• **What you have to do**
All entries are to be retyped without alteration.

• **Stored data**
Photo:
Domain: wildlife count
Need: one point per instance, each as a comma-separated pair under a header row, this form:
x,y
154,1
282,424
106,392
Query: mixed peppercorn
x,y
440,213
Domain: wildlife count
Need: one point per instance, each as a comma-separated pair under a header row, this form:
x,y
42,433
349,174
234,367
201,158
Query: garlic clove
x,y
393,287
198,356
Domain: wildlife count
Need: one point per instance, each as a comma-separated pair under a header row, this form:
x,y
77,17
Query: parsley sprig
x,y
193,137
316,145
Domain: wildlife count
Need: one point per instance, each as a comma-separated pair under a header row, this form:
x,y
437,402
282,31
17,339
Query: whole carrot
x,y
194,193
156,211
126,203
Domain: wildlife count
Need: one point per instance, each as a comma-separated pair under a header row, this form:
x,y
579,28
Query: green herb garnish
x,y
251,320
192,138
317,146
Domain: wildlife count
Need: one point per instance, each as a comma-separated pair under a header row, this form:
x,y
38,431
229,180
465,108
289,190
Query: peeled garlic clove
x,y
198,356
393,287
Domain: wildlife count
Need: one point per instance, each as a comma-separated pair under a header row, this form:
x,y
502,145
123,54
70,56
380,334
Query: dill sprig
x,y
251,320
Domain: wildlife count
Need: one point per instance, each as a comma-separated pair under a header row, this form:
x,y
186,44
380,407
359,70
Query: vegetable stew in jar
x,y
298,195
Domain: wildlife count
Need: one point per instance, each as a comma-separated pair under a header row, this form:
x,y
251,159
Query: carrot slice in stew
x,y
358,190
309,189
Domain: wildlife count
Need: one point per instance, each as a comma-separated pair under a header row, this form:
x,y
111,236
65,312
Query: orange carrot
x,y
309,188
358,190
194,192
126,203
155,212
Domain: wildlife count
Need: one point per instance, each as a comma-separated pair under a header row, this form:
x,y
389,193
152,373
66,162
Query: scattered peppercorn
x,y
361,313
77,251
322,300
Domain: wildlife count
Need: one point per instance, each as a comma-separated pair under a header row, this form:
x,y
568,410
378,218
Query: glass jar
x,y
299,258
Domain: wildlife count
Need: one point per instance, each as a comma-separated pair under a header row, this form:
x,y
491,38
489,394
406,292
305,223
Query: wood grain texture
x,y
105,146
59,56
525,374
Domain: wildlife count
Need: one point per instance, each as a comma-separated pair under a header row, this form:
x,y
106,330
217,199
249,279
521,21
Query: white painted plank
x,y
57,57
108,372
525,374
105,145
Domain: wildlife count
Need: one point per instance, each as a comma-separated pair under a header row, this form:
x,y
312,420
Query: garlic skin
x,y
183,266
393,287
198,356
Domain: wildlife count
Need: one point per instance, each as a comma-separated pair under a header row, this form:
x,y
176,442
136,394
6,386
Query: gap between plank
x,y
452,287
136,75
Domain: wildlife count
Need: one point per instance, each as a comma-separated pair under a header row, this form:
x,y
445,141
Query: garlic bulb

• **Completed task**
Photo:
Domain: wildlife count
Need: one point per instance, each as a comma-separated pair under a header row, this form:
x,y
154,1
282,424
106,392
Query: mixed peppercorn
x,y
440,213
Domain: wildlife count
Need: one point per instance, each as a comma-separated pair under a header row, this form:
x,y
42,433
349,174
234,367
201,158
Query: garlic clove
x,y
393,287
198,356
Domain: wildlife count
Need: one point per instance, each as a comma-separated pair under a header row, this form:
x,y
77,17
Query: parsley sprig
x,y
193,137
316,145
Domain: wildlife count
Need: one point per instance, each as a comma-separated pair under a header row, this form:
x,y
437,402
282,31
17,339
Query: whole carrot
x,y
194,193
156,211
126,203
Domain: wildlife count
Need: one point per instance, each as a comma-separated pair under a header row, this form:
x,y
579,28
Query: green herb garnish
x,y
251,320
192,138
317,146
Domain: wildlife count
Need: one point per instance, each as a comma-separated pair under a header row, this form:
x,y
38,431
229,180
465,108
289,190
Query: peeled garlic clove
x,y
198,356
393,287
Domain: wildlife count
Need: one point per instance, each as a comma-separated pair under a header row, this form:
x,y
502,145
123,54
70,56
380,334
Query: dill sprig
x,y
251,320
Domain: wildlife count
Need: one point per instance, each as a comma-separated pair under a header row, this form:
x,y
186,44
380,407
359,70
Query: vegetable stew in jar
x,y
298,195
Domain: wildlife count
Need: one point per instance, each as a comma-separated pair under a header row, this form:
x,y
251,159
Query: carrot slice in stew
x,y
358,190
309,189
Domain: wildlife count
Need: one point per instance, each as a comma-separated pair under a header row, this form:
x,y
111,236
65,312
Query: orange carrot
x,y
309,188
358,190
194,192
126,203
155,212
Domain: wildlife count
Need: one point per instance, each as a comma-separated pair under a header row, this form:
x,y
389,193
152,373
66,162
Query: scattered peppercorn
x,y
361,313
77,251
322,300
Domain: wildlife count
Need: one point per instance, each as a comma-separated pair under a header row, this form:
x,y
568,410
378,218
Query: glass jar
x,y
299,258
Domain: wildlife count
Need: one point per instance, each as a comma-separated pair under a header row, this form:
x,y
491,38
489,394
406,292
305,223
Query: wood grain texture
x,y
105,146
59,56
525,374
Domain: wildlife count
Need: one point per instance, each as a comma-separated pair under a header row, this form:
x,y
106,330
217,199
249,279
521,21
Query: white painted plank
x,y
57,57
108,372
525,374
105,145
Domain: wildlife count
Need: one point per instance, each as a comma-separated pair under a header row, this form:
x,y
312,420
Query: garlic skin
x,y
183,266
393,287
198,356
Domain: wildlife count
Need: one point per instance, each as a comma-separated pair under a header row, this form:
x,y
176,442
136,394
6,386
Query: gap between plank
x,y
452,287
136,75
Domain: wildlife count
Need: one point per instance, each as a comma-separated pair under a header row, this form:
x,y
445,141
Query: garlic bulb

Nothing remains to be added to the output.